- MATERIAL
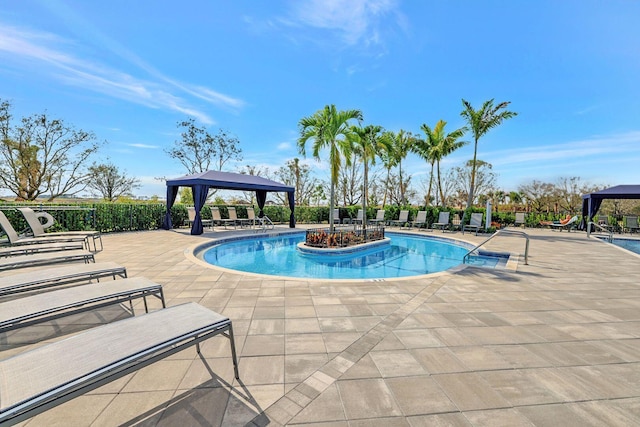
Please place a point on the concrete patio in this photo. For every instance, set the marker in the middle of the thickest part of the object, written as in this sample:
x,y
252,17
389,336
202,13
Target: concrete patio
x,y
554,342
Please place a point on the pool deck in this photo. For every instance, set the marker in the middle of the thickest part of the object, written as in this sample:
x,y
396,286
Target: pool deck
x,y
554,342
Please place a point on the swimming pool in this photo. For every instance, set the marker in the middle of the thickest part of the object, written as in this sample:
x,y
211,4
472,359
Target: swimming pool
x,y
406,256
628,244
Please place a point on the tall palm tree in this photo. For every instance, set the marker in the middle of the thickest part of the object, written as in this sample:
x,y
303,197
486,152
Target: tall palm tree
x,y
402,142
480,122
426,148
438,145
367,143
326,127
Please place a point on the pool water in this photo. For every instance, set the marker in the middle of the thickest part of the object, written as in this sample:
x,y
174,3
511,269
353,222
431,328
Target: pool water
x,y
405,256
628,244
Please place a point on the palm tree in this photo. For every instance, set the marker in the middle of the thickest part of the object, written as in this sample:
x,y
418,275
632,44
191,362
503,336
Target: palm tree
x,y
426,148
325,127
480,122
401,142
367,143
439,145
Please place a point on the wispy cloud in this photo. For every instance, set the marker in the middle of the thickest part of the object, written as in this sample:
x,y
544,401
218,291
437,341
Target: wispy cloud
x,y
54,56
353,21
135,145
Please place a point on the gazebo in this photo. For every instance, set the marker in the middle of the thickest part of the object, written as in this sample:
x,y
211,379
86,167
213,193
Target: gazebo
x,y
201,182
591,202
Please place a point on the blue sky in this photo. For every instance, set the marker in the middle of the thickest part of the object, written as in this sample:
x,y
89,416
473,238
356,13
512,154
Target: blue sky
x,y
129,71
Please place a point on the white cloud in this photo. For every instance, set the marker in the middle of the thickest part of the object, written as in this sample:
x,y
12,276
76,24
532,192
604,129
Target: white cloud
x,y
143,146
354,21
51,55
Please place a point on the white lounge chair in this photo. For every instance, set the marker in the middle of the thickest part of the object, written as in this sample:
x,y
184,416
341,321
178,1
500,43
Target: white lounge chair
x,y
475,223
47,306
443,220
403,218
39,231
36,260
420,219
14,240
47,376
58,276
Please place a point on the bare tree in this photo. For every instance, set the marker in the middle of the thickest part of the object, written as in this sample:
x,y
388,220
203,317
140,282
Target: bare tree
x,y
43,156
109,182
199,151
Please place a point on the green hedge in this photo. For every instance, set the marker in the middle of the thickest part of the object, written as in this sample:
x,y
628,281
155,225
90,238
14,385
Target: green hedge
x,y
109,217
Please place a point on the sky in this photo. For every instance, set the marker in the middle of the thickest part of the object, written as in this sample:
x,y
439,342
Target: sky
x,y
130,71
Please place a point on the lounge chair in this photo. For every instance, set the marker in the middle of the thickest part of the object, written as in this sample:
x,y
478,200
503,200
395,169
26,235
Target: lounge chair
x,y
379,217
630,224
33,249
47,376
456,223
58,276
420,219
40,259
14,240
475,223
39,231
564,224
53,305
359,217
233,218
191,212
443,221
247,221
403,218
336,216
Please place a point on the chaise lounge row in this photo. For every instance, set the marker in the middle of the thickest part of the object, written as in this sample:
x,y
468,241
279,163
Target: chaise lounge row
x,y
34,381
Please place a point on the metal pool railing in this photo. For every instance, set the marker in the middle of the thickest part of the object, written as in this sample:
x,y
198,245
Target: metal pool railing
x,y
512,232
324,238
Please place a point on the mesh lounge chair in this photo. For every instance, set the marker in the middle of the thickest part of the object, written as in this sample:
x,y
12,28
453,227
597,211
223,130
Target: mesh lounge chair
x,y
379,217
359,217
14,240
475,223
420,219
36,260
33,249
630,224
58,276
191,211
403,218
246,221
233,218
443,221
38,230
53,305
47,376
562,225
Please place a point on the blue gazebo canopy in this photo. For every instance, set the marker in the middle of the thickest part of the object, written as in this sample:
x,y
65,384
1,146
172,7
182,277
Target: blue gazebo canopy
x,y
591,202
201,182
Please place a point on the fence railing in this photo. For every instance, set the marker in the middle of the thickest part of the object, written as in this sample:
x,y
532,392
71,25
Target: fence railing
x,y
324,238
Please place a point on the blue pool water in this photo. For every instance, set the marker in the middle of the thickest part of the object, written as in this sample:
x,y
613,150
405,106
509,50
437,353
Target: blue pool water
x,y
405,256
628,244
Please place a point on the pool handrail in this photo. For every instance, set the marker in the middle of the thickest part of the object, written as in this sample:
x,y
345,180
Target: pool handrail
x,y
513,232
609,232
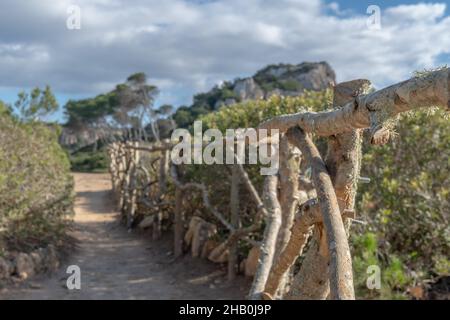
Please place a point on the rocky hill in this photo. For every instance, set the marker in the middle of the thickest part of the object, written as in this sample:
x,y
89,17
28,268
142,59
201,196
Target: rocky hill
x,y
280,79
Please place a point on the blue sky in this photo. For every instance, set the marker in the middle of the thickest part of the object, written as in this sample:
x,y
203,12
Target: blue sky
x,y
186,47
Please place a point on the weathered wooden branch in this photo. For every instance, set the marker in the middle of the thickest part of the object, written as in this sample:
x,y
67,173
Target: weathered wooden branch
x,y
343,163
205,196
235,221
273,223
341,273
289,171
372,110
243,232
308,215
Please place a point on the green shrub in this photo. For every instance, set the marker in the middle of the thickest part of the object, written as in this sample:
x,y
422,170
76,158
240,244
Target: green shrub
x,y
35,186
89,161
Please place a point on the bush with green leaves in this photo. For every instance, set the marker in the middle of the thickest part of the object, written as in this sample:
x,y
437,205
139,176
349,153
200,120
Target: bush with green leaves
x,y
406,204
36,188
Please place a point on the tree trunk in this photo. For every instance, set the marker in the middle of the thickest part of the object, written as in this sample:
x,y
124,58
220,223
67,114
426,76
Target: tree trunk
x,y
308,216
234,219
373,110
178,223
341,273
267,251
289,176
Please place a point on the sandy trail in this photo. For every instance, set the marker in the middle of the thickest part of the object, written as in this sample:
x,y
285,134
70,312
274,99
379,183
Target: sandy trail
x,y
116,264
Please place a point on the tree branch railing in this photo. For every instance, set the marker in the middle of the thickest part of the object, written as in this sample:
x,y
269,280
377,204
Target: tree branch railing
x,y
294,219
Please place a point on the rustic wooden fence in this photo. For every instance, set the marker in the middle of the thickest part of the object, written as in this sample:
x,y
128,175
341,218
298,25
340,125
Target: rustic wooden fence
x,y
298,212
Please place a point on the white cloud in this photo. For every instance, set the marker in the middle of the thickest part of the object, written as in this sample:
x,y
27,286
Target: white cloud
x,y
188,46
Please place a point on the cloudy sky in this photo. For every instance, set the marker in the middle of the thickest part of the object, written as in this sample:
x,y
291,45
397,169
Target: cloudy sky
x,y
187,46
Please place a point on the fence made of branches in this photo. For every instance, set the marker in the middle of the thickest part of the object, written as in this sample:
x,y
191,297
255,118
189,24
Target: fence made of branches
x,y
293,212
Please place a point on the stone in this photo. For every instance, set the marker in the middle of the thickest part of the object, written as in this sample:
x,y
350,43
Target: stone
x,y
251,263
24,266
6,268
147,222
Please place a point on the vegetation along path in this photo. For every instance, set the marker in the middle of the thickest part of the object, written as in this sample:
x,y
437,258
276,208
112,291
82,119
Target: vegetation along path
x,y
116,264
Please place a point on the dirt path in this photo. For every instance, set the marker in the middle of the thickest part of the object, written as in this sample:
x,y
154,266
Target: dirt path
x,y
116,264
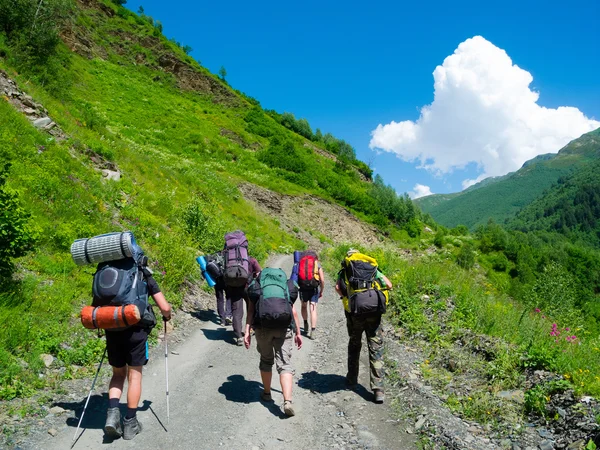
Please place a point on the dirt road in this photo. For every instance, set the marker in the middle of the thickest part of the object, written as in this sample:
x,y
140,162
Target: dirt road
x,y
214,397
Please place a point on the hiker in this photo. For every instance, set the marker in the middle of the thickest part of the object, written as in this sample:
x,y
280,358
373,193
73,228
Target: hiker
x,y
239,270
364,292
235,301
127,354
271,312
311,282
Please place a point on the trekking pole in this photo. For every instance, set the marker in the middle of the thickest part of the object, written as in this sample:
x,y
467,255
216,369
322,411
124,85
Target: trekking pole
x,y
166,367
90,394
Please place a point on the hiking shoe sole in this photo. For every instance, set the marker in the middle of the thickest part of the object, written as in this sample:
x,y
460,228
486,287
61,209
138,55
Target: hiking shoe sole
x,y
113,427
379,396
266,397
131,428
288,409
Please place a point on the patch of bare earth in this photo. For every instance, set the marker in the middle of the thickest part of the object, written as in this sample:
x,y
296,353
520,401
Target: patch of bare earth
x,y
312,219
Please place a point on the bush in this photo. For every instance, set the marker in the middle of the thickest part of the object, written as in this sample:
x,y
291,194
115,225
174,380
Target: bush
x,y
466,256
17,232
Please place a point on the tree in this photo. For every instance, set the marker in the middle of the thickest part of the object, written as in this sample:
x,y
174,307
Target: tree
x,y
222,73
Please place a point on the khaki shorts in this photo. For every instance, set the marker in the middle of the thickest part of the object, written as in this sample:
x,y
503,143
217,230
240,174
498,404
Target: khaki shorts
x,y
275,346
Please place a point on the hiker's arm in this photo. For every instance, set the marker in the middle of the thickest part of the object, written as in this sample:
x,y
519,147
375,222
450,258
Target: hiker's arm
x,y
388,283
338,290
249,319
322,281
163,305
298,336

- AIM OF THE TASK
Everything from the line with "Please place a point on the trekking" to the end of the listing above needs to be duplicated exactly, both end lines included, with nothing more.

- THE COMPLETED TASK
Please place a point on the trekking pole in this photo. For every instance, set the marker in the middle of the thickest part of the object, written as in this sample:
x,y
467,255
216,369
322,411
124,85
Target: trekking pole
x,y
166,367
90,394
Please place a point on the hiking shoe sole in this photo. For every instance, set the marker in the middle of the thickest part of the object, written as in this sample:
x,y
460,228
486,287
61,209
138,55
Target: hiking shoe sole
x,y
113,427
379,396
266,397
131,428
288,409
Please place a point on the patch of bare earth in this photo. For every instance, set the marker in the middle of the thickest part of the object, written as in this sample:
x,y
296,353
520,401
Target: patch of bare earth
x,y
312,219
Please place a point on the bush in this photo. For every instance, set the marker in the middle of the thickest part of the object, written as in this sample:
x,y
291,194
115,225
174,380
Target: bush
x,y
466,256
17,232
Please place a point on the tree in this photo. For every instance, set the marker in the middle of the thickest part of the object, written as in this sample:
x,y
174,307
Target: tree
x,y
222,73
Please place a point on the khaki shorts in this photo. For every instance, set the marker in the middle of the thickest part of the object, written as in this sample:
x,y
503,143
217,230
240,174
498,404
Target: khaki shorts
x,y
275,346
Please place a point on the hiker's arm in this photo. For every instance, set the marker in the middle of the thickest part of the object, written as in this sample:
x,y
519,147
375,222
450,258
Target: hiker's arm
x,y
388,283
338,290
249,319
322,281
163,305
298,336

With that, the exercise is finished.